> _DOCUMENT SEGMENT_
— Start —

NeuralTrust | The leading security platform for generative AI

Overview

The NeuralTrust Moderation plugin (neuraltrust_moderation) is a sophisticated content filtering system designed to protect your AI gateway from potentially harmful or unwanted content. It employs multiple layers of content analysis to ensure comprehensive protection while maintaining high performance. At its core, the plugin implements content filtering through two primary mechanisms: keyword-based blocking and regular expression pattern matching. The keyword system is enhanced with fuzzy matching capabilities, allowing it to detect not just exact matches but also similar variations of prohibited words. This is particularly effective in catching attempts to circumvent the filter through minor word modifications. The smart detection system utilizes advanced string matching algorithms, specifically the Levenshtein distance calculation, to determine word similarity. This approach is case-insensitive by default and operates with a configurable similarity threshold (ranging from 0 to 1). The default threshold is set to 0.8, providing a good balance between strict matching and flexibility. This means that words that are 80% similar to blocked keywords will trigger the filter, effectively catching common evasion techniques like character substitutions or misspellings.

Features

Keyword-based Blocking:

Fuzzy matching for similar words
Configurable similarity threshold
Case-insensitive matching

Pattern-based Blocking:

Regular expression support
Complex pattern matching
Pre-compiled patterns for performance
Support for common attack patterns

Action Configuration:

Customizable block messages
Configurable response codes
Detailed error reporting
Logging and monitoring

Configuration Examples

Basic Configuration

The basic configuration provides essential content filtering with commonly needed protections:

{
    "settings": {
        "similarity_threshold": 0.8,
        "keywords": [
            "hack",
            "exploit",
            "vulnerability"

— End —

> _RECORDED INFORMATION_
— Start —

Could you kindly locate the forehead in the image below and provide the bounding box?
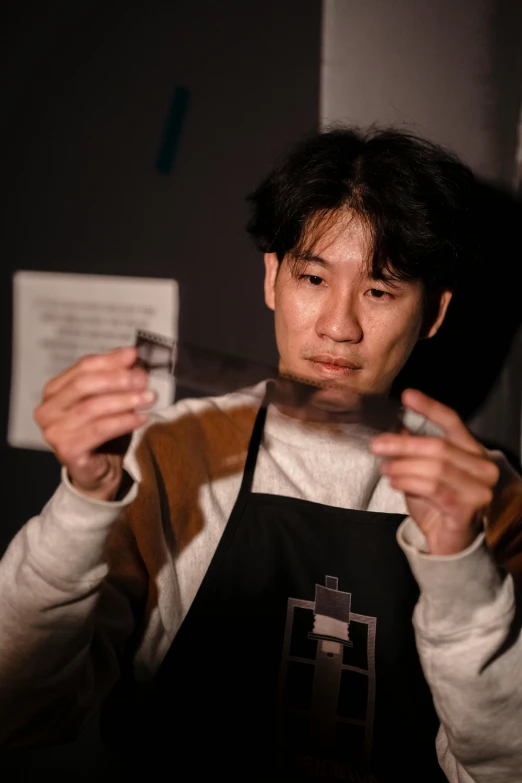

— End —

> _WORK TO DO_
- 1) According to the NeuralTrust Moderation plugin documentation, which string matching algorithm does the smart detection system use to measure word similarity?
- 2) Continue the NeuralTrust Moderation plugin documentation from its last line.

> _TASK RESPONSES_
- 1) The Levenshtein distance calculation.

- 2)
        ],
        "regex": [
            "password.*dump",
            "sql.*injection"
        ],
        "actions": {
            "type": "block",
            "message": "Content blocked due to prohibited content: %s"
        }
    }
}

Key components of the basic configuration:

Similarity Threshold

Value Range	Description	Impact
0 to 1 (0.8 default)	Determines how closely strings must match	Controls matching sensitivity
Higher values (>0.8)	Requires closer matches	Reduces false positives
Lower values (<0.8)	Allows more variation	Catches more variations

Security-Focused Configuration

For environments requiring strict security controls:

{
    "settings": {
        "similarity_threshold": 0.8,
        "keywords": [
            "hack",
            "exploit",
            "vulnerability",
            "injection",
            "overflow",
            "backdoor"
        ],
        "regex": [
            "CVE-\\d{4}-\\d{4,7}",
            "password.*dump",
            "sql.*injection",
            "(union|select|delete|drop|update|insert).*table",
            "exec.*\\(.*\\)",
            "system\\(.*\\)"
        ],
        "actions": {
            "type": "block",
            "message": "Security violation detected: %s. This incident will be logged."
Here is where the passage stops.